** start of Data for the task **

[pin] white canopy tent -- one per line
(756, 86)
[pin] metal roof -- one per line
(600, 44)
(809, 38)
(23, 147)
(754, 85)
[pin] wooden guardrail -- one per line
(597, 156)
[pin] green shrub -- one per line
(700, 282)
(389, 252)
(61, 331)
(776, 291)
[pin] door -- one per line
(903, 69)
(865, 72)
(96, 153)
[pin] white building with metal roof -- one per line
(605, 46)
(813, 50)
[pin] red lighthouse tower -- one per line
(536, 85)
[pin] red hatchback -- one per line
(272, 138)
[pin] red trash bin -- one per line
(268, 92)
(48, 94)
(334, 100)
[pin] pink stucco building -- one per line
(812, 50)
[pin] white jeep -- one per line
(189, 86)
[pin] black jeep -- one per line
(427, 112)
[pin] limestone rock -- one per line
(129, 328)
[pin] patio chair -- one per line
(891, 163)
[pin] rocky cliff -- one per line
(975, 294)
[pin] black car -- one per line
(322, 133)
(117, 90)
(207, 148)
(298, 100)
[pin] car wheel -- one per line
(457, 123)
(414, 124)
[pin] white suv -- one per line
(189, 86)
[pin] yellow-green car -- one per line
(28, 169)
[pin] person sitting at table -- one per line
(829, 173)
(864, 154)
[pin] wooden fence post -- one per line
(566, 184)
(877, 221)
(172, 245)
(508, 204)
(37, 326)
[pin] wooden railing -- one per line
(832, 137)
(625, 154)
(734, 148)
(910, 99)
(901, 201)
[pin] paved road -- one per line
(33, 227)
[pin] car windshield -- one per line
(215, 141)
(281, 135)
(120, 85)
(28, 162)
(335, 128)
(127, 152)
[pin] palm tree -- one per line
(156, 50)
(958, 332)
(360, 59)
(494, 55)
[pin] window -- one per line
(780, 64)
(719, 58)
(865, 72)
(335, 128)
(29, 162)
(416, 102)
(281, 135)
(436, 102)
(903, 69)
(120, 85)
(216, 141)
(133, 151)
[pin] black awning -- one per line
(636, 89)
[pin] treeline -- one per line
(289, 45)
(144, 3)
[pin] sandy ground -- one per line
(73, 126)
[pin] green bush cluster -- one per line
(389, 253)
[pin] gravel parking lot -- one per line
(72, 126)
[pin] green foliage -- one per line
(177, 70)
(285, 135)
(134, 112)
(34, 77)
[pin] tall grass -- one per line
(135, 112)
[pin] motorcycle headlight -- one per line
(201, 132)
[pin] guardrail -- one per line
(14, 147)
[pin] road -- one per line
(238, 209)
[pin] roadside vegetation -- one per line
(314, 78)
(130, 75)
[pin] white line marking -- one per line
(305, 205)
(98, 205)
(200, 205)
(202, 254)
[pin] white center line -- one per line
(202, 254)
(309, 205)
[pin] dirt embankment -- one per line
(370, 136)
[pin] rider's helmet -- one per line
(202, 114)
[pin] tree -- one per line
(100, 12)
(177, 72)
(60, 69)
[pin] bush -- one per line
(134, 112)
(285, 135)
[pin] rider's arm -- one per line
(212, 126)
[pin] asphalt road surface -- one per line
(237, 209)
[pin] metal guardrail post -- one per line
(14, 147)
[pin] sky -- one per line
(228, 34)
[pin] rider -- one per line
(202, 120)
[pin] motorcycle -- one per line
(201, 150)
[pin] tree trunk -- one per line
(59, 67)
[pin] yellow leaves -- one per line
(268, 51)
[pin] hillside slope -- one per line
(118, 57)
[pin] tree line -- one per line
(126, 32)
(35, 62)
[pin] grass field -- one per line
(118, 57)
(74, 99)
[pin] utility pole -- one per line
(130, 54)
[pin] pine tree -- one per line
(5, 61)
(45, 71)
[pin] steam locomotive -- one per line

** end of Data for the task **

> _What the exercise asks_: Put every line of the records above into a Markdown table with two columns, Row and Entry, numbering the rows in sequence and leaving out any blank lines.

> _In response_:
| Row | Entry |
|---|---|
| 1 | [pin] white canopy tent -- one per line |
| 2 | (756, 86) |
| 3 | [pin] metal roof -- one per line |
| 4 | (600, 44) |
| 5 | (809, 38) |
| 6 | (23, 147) |
| 7 | (754, 85) |
| 8 | [pin] wooden guardrail -- one per line |
| 9 | (597, 156) |
| 10 | [pin] green shrub -- one per line |
| 11 | (700, 282) |
| 12 | (389, 252) |
| 13 | (61, 331) |
| 14 | (776, 291) |
| 15 | [pin] door -- one per line |
| 16 | (903, 69) |
| 17 | (865, 72) |
| 18 | (96, 153) |
| 19 | [pin] white building with metal roof -- one per line |
| 20 | (605, 46) |
| 21 | (813, 50) |
| 22 | [pin] red lighthouse tower -- one per line |
| 23 | (536, 85) |
| 24 | [pin] red hatchback -- one per line |
| 25 | (272, 138) |
| 26 | [pin] red trash bin -- one per line |
| 27 | (268, 92) |
| 28 | (48, 94) |
| 29 | (334, 100) |
| 30 | [pin] pink stucco building -- one per line |
| 31 | (812, 50) |
| 32 | [pin] white jeep -- one per line |
| 33 | (189, 86) |
| 34 | [pin] black jeep -- one per line |
| 35 | (427, 112) |
| 36 | [pin] limestone rock -- one per line |
| 37 | (129, 328) |
| 38 | [pin] patio chair -- one per line |
| 39 | (891, 163) |
| 40 | [pin] rocky cliff -- one per line |
| 41 | (975, 294) |
| 42 | [pin] black car -- one per line |
| 43 | (322, 133) |
| 44 | (117, 90) |
| 45 | (207, 148) |
| 46 | (298, 100) |
| 47 | [pin] car wheel -- one per line |
| 48 | (457, 123) |
| 49 | (414, 124) |
| 50 | [pin] white suv -- one per line |
| 51 | (189, 86) |
| 52 | [pin] yellow-green car -- one per line |
| 53 | (28, 169) |
| 54 | [pin] person sitting at table -- one per line |
| 55 | (829, 173) |
| 56 | (864, 154) |
| 57 | [pin] wooden fence post -- one per line |
| 58 | (566, 184) |
| 59 | (877, 221) |
| 60 | (172, 245) |
| 61 | (508, 204) |
| 62 | (37, 326) |
| 63 | [pin] wooden railing -- one per line |
| 64 | (832, 137) |
| 65 | (625, 154) |
| 66 | (734, 148) |
| 67 | (910, 99) |
| 68 | (901, 201) |
| 69 | [pin] paved road -- one per line |
| 70 | (33, 227) |
| 71 | [pin] car windshield -- one per line |
| 72 | (215, 141) |
| 73 | (281, 135) |
| 74 | (120, 85) |
| 75 | (28, 162) |
| 76 | (335, 128) |
| 77 | (127, 152) |
| 78 | [pin] palm tree -- one per line |
| 79 | (156, 50) |
| 80 | (958, 332) |
| 81 | (360, 59) |
| 82 | (494, 55) |
| 83 | [pin] window -- one per line |
| 84 | (780, 64) |
| 85 | (719, 58) |
| 86 | (865, 72) |
| 87 | (335, 128) |
| 88 | (29, 162) |
| 89 | (416, 102) |
| 90 | (281, 135) |
| 91 | (436, 102) |
| 92 | (903, 69) |
| 93 | (120, 85) |
| 94 | (216, 141) |
| 95 | (133, 151) |
| 96 | [pin] black awning -- one per line |
| 97 | (636, 89) |
| 98 | [pin] treeline -- one per line |
| 99 | (289, 45) |
| 100 | (144, 3) |
| 101 | [pin] sandy ground -- one per line |
| 102 | (73, 126) |
| 103 | [pin] green bush cluster -- one per line |
| 104 | (389, 253) |
| 105 | [pin] gravel parking lot -- one per line |
| 106 | (72, 126) |
| 107 | [pin] green foliage -- one per line |
| 108 | (177, 70) |
| 109 | (285, 135) |
| 110 | (134, 112) |
| 111 | (34, 77) |
| 112 | [pin] tall grass -- one per line |
| 113 | (135, 112) |
| 114 | [pin] motorcycle headlight -- one per line |
| 115 | (201, 132) |
| 116 | [pin] guardrail -- one per line |
| 117 | (14, 147) |
| 118 | [pin] road -- one per line |
| 119 | (238, 209) |
| 120 | [pin] roadside vegetation -- one per line |
| 121 | (314, 78) |
| 122 | (130, 75) |
| 123 | [pin] white line marking -- one per line |
| 124 | (305, 205) |
| 125 | (98, 205) |
| 126 | (200, 205) |
| 127 | (202, 254) |
| 128 | [pin] white center line -- one per line |
| 129 | (202, 254) |
| 130 | (309, 205) |
| 131 | [pin] dirt embankment -- one per line |
| 132 | (370, 136) |
| 133 | [pin] rider's helmet -- one per line |
| 134 | (202, 114) |
| 135 | [pin] tree -- one per line |
| 136 | (100, 12) |
| 137 | (177, 72) |
| 138 | (60, 69) |
| 139 | [pin] bush -- one per line |
| 140 | (134, 112) |
| 141 | (285, 135) |
| 142 | [pin] rider's arm -- one per line |
| 143 | (212, 126) |
| 144 | [pin] asphalt road surface -- one per line |
| 145 | (237, 209) |
| 146 | [pin] metal guardrail post -- one per line |
| 147 | (14, 147) |
| 148 | [pin] sky -- one per line |
| 149 | (228, 34) |
| 150 | [pin] rider -- one per line |
| 151 | (202, 120) |
| 152 | [pin] motorcycle -- one per line |
| 153 | (201, 150) |
| 154 | [pin] tree trunk -- one per line |
| 155 | (59, 67) |
| 156 | [pin] yellow leaves -- one per line |
| 157 | (268, 51) |
| 158 | [pin] hillside slope -- one per line |
| 159 | (118, 57) |
| 160 | [pin] tree line -- one per line |
| 161 | (126, 32) |
| 162 | (35, 62) |
| 163 | [pin] grass field -- one per line |
| 164 | (118, 57) |
| 165 | (74, 99) |
| 166 | [pin] utility pole -- one per line |
| 167 | (130, 54) |
| 168 | [pin] pine tree -- one per line |
| 169 | (5, 61) |
| 170 | (45, 71) |
| 171 | [pin] steam locomotive -- one per line |